SET OF TASKS:
- 1) Decide whether each statement agrees with the NgRPC text, and answer yes or no with the deciding words quoted from it: (a) The package is meant for both Node.js and Golang. (b) Golang users install the CLI tool with npm. (c) The configuration file is named ngrpc.json.
- 2) List every shell command shown in the NgRPC text, without the trailing comments.
- 3) Extend the NgRPC text beyond its final line.

SELECTION:
===
NgRPC

Make it easy to create clean and elegant gRPC based microservices.

This package is written in and for both Node.js and Golang, enabling them to work seamlessly with each other in one codebase.

NOTE: this repo itself is an example of using NgRPC in practice.

First, install the CLI tool via one of the following commands:

npm i -g @ayonli/ngrpc                              # for Node.js user
go install github.com/ayonli/ngrpc/cli/ngrpc@latest # for Golang user

Then use one of the following commands to initiate the project:

ngrpc init -t node # for Node.js project
ngrpc init -t go   # for Golang project

First, take a look at this configuration (ngrpc.json):

{
    "$schema": "https://raw.githubusercontent.com/ayonli/ngrpc/main/ngrpc.schema.json",
    "protoPaths": [
        "proto"
===
(Point-based annotation data)
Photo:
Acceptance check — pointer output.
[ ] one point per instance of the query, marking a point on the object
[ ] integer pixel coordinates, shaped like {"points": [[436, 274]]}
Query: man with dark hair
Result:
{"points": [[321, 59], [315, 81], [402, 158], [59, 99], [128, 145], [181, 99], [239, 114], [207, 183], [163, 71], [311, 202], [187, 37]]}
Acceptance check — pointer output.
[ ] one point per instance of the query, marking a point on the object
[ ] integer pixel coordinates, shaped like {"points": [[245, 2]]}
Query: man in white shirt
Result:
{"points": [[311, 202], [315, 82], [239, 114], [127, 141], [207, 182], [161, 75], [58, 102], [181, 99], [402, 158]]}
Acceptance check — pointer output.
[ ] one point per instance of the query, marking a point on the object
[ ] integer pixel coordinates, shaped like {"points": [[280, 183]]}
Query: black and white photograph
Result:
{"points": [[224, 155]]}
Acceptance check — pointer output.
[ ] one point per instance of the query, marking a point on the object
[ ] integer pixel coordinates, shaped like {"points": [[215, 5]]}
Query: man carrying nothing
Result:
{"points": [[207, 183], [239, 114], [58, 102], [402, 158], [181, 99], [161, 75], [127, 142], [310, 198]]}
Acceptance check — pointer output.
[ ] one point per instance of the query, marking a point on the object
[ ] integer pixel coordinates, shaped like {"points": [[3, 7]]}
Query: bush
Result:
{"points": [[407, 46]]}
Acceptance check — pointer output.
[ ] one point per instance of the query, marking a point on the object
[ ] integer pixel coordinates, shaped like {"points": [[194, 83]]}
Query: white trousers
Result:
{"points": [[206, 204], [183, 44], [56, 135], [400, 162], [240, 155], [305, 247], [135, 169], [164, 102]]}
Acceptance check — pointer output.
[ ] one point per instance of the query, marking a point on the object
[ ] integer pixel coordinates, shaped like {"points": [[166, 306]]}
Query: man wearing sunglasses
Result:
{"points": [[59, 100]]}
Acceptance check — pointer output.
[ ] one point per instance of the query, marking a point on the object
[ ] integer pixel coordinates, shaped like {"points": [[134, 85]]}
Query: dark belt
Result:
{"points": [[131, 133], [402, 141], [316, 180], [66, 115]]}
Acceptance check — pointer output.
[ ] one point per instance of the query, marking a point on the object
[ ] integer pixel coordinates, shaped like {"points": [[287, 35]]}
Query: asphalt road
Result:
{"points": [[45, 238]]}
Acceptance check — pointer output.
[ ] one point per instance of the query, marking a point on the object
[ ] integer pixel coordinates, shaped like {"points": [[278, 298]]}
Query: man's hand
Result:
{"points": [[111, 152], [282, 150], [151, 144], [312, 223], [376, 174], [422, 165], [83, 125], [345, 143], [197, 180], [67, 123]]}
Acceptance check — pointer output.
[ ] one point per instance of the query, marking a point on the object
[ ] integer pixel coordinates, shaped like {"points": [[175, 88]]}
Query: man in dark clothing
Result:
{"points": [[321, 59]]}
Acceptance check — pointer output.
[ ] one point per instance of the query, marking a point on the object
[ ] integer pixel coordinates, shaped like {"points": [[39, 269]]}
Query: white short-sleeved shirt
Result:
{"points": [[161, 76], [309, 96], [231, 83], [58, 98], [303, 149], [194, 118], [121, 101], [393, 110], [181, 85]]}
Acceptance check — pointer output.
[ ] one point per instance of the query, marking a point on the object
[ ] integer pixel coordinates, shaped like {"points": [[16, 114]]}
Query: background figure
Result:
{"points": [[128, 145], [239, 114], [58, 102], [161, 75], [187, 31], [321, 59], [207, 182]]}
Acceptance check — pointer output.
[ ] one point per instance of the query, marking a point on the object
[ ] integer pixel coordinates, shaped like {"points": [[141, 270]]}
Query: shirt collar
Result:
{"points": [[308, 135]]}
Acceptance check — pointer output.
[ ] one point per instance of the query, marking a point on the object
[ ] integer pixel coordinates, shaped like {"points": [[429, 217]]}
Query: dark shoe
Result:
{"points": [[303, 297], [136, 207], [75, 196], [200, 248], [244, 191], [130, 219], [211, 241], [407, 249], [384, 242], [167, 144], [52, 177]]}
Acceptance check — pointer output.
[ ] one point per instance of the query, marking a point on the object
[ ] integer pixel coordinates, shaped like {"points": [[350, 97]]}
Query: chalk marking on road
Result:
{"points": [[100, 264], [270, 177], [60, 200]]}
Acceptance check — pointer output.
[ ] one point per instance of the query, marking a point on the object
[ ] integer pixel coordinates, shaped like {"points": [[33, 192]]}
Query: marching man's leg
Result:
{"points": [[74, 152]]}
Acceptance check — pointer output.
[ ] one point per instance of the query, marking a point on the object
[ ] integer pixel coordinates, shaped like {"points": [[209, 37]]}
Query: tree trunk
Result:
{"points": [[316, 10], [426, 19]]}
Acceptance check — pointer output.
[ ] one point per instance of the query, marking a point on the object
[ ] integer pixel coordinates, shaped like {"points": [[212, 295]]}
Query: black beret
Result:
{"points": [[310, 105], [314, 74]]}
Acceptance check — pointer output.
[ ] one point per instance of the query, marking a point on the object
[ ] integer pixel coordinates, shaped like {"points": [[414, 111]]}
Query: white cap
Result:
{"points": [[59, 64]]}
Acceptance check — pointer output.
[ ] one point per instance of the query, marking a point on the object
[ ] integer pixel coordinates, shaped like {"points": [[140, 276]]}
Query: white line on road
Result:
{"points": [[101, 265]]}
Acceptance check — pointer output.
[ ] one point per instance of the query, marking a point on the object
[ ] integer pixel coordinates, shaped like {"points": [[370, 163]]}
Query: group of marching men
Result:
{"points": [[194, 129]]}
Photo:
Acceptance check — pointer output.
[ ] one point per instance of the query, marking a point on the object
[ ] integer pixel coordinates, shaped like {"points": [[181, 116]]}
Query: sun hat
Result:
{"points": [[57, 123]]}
===
THE REPLIES:
- 1)
(a) Yes: "This package is written in and for both Node.js and Golang"
(b) No: "go install github.com/ayonli/ngrpc/cli/ngrpc@latest # for Golang user"
(c) Yes: "take a look at this configuration (ngrpc.json)"

- 2)
npm i -g @ayonli/ngrpc
go install github.com/ayonli/ngrpc/cli/ngrpc@latest
ngrpc init -t node
ngrpc init -t go

- 3)
    ],
    "protoOptions": {
        "defaults": true
    },
    "apps": [
        {
            "name": "example-server",
            "url": "grpc://localhost:4000",
            "serve": true,
            "services": [
                "services.ExampleService"
            ],
            "entry": "entry/main.ts", // alternatively, we can use `entry/main.go` instead.
            "stdout": "out.log"
        },
        {
            "name": "user-server",
            "url": "grpcs://localhost:4001",
            "serve": true,
            "services": [
                "services.UserService"
            ],
            "entry": "entry/main.go",
            "stdout": "out.log",
            "cert": "certs/cert.pem",
            "key": "certs/cert.key",
            "ca": "certs/ca.pem"
        },
        {
            "name": "post-server",
            "url": "grpcs://localhost:4002",
            "serve": true,
            "services": [
                "services.PostService"
            ],
            "entry": "entry/main.ts",
            "stdout": "out.log",
            "cert": "certs/cert.pem",
            "key": "certs/cert.key",
            "ca": "certs/ca.pem"
        }
    ]
}

We have two different entry files here, let's dig in each of them.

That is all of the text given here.